====== Extrait du document

Le Président Pierre Lequiller a rappelé que les propositions initiées par l'ancien commissaire européen Michel Barnier visaient justement à éviter le saupoudrage des aides, qui a conduit au financement communautaire de salles polyvalentes ou de piscines.

M. Jérôme Lambert a indiqué que même s'il n'avait pas le sentiment que les fonds communautaires accordés à son département de la Charente avaient été gaspillés, il devait convenir que leur répartition au niveau local avait soulevé des difficultés par le passé et était source d'incertitudes pour l'avenir. L'ensemble du département étant éligible, le préfet de région, en accord avec quelques élus locaux, a eu recours à la technique du découpage, qui a créé de nombreuses insatisfactions dans les zones écartées du dispositif. Or, l'annonce des nouveaux critères d'utilisation des fonds communautaires risque de conforter ce sentiment d'injustice puisqu'il ne sera plus possible de construire des équipements que les collectivités voisines ont pourtant réussi à obtenir.

Le rapporteur a expliqué l'accueil parfois réservé des élus locaux en raison de la lourdeur des procédures administratives pour des résultats souvent incertains. Il arrive en outre que les fonds européens financent des réalisations sans véritable lien avec la cohésion économique et territoriale.

============
====== Données fournies

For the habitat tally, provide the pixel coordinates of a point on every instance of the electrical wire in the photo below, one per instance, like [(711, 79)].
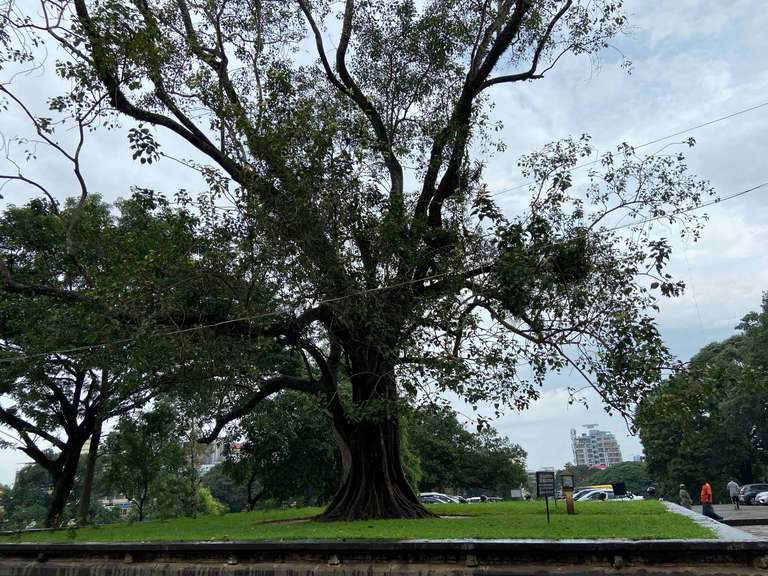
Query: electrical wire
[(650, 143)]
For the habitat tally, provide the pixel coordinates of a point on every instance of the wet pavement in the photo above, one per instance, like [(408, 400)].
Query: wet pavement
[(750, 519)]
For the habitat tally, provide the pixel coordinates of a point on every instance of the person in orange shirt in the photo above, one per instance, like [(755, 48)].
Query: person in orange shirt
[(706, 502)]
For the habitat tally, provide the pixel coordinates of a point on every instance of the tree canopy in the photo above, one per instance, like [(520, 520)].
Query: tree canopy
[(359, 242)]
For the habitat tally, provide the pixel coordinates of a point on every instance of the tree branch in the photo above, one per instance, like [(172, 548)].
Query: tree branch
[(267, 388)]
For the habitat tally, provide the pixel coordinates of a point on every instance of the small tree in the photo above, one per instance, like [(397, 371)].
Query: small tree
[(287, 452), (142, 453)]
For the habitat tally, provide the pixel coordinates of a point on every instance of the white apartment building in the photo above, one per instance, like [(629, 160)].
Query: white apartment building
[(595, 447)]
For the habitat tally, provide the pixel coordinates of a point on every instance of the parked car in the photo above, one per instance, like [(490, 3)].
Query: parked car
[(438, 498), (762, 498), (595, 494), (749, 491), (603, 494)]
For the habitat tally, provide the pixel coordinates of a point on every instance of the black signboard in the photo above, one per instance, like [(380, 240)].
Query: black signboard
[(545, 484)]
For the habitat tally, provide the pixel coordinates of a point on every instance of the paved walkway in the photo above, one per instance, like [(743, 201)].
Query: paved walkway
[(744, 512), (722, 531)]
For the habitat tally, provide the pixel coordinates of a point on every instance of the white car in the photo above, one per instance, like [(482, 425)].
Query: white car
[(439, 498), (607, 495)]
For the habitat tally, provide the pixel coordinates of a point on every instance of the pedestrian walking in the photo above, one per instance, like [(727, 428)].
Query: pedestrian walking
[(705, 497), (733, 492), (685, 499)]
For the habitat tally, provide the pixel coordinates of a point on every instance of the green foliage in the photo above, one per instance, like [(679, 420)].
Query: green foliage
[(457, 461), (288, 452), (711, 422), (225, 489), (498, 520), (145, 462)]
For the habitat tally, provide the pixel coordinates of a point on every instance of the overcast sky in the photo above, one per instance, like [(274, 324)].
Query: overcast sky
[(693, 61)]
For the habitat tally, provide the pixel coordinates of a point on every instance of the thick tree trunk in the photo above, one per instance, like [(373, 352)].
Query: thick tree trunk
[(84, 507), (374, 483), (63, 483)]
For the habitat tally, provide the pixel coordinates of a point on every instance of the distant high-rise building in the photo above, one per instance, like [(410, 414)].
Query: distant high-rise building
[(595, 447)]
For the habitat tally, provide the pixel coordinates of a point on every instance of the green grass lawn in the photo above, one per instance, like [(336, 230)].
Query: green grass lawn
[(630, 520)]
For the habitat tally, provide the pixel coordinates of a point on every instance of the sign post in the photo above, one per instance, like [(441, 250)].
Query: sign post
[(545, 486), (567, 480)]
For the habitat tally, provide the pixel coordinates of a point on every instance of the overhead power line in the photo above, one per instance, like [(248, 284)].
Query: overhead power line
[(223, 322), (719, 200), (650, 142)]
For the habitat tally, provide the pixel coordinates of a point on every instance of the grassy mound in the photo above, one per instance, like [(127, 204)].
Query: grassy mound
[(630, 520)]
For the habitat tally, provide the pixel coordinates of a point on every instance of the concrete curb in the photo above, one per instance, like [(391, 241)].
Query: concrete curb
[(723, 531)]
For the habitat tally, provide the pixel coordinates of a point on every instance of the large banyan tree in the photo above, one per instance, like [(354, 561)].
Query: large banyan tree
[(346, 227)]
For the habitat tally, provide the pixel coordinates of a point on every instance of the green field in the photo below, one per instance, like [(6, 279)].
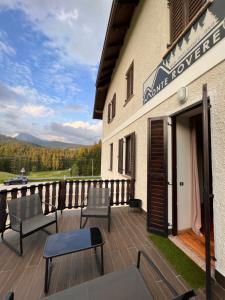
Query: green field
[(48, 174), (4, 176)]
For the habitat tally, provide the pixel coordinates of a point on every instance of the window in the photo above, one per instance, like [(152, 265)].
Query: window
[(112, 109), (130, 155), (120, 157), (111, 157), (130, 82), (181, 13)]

============

*Consignes écrites:*
(1) Quelles personnes l'extrait désigne-t-il par leur nom ? Donnez-les toutes.
(2) Répondez à ces questions sur l'extrait :
(a) Quels équipements le saupoudrage des aides a-t-il conduit à financer, selon Pierre Lequiller ?
(b) Quel est le département de M. Jérôme Lambert ?
(c) À quoi le rapporteur attribue-t-il l'accueil parfois réservé des élus locaux ?

*Liste des solutions:*
(1)
Pierre Lequiller
Michel Barnier
Jérôme Lambert

(2)
(a) Des salles polyvalentes ou des piscines.
(b) La Charente.
(c) À la lourdeur des procédures administratives pour des résultats souvent incertains.